Excerpts from annotation records:
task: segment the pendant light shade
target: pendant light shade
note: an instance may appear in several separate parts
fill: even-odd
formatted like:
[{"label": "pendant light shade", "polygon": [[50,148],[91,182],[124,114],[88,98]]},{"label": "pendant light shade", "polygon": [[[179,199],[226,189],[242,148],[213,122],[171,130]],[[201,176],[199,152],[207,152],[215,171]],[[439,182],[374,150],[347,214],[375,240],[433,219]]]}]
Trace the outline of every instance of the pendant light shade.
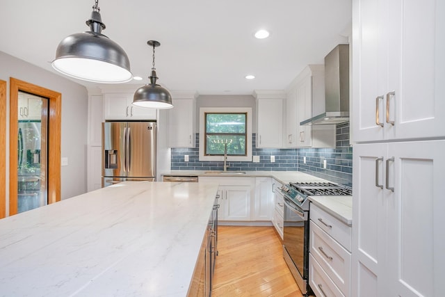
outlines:
[{"label": "pendant light shade", "polygon": [[133,78],[125,51],[101,33],[105,29],[97,7],[92,7],[86,21],[90,31],[77,33],[63,39],[57,47],[53,67],[68,77],[96,83],[116,83]]},{"label": "pendant light shade", "polygon": [[150,83],[136,90],[133,97],[133,105],[148,109],[171,109],[173,107],[172,95],[167,89],[156,83],[158,77],[154,67],[154,49],[161,45],[161,43],[156,40],[149,40],[147,44],[153,47],[153,67],[152,67],[152,75],[149,77]]}]

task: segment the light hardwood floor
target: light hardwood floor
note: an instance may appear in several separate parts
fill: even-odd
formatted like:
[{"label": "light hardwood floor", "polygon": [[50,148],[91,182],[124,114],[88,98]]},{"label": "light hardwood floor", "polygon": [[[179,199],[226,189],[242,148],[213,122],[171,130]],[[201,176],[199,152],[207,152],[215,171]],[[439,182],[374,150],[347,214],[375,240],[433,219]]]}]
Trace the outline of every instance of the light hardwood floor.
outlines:
[{"label": "light hardwood floor", "polygon": [[218,227],[212,296],[300,297],[273,227]]}]

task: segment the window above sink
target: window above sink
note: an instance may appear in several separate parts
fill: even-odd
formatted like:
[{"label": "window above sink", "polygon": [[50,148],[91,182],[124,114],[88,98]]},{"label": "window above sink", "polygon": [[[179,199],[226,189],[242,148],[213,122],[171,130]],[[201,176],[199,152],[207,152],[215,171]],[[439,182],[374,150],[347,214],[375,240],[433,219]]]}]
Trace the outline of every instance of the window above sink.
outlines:
[{"label": "window above sink", "polygon": [[252,161],[252,109],[200,109],[200,161]]}]

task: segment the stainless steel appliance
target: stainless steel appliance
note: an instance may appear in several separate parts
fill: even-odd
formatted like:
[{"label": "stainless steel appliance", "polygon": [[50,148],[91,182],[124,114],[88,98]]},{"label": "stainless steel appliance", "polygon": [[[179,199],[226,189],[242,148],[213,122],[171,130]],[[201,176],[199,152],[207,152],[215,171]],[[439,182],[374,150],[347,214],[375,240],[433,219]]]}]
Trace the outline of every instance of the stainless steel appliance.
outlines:
[{"label": "stainless steel appliance", "polygon": [[156,123],[102,123],[102,187],[156,180]]},{"label": "stainless steel appliance", "polygon": [[279,191],[284,196],[283,256],[302,294],[313,294],[308,282],[309,197],[350,195],[352,190],[330,182],[291,182]]},{"label": "stainless steel appliance", "polygon": [[313,117],[305,125],[333,125],[349,120],[349,45],[339,45],[325,57],[325,100],[313,102]]}]

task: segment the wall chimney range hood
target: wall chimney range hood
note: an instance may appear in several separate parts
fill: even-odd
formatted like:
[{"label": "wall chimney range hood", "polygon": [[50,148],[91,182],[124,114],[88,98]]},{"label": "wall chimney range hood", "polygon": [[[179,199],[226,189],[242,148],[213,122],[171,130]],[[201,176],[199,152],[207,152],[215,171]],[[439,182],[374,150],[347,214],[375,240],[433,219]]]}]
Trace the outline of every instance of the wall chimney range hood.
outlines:
[{"label": "wall chimney range hood", "polygon": [[[323,112],[300,125],[335,125],[349,120],[349,45],[337,45],[325,57],[324,103]],[[321,107],[313,106],[313,111]]]}]

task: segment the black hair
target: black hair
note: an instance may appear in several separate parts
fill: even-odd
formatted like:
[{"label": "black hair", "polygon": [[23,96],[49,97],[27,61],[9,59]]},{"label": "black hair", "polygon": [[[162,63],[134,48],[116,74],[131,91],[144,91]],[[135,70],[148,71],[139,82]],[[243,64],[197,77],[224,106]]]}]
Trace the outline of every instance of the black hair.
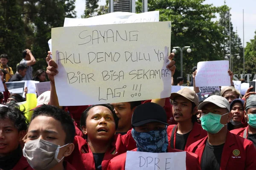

Problem description:
Pull out every line in the rows above that contains the string "task". Case counts.

The result:
task: segment the pendant light shade
task: segment the light hardwood floor
task: segment the window above sink
task: segment the stainless steel appliance
task: segment the wall chimney range hood
task: segment the black hair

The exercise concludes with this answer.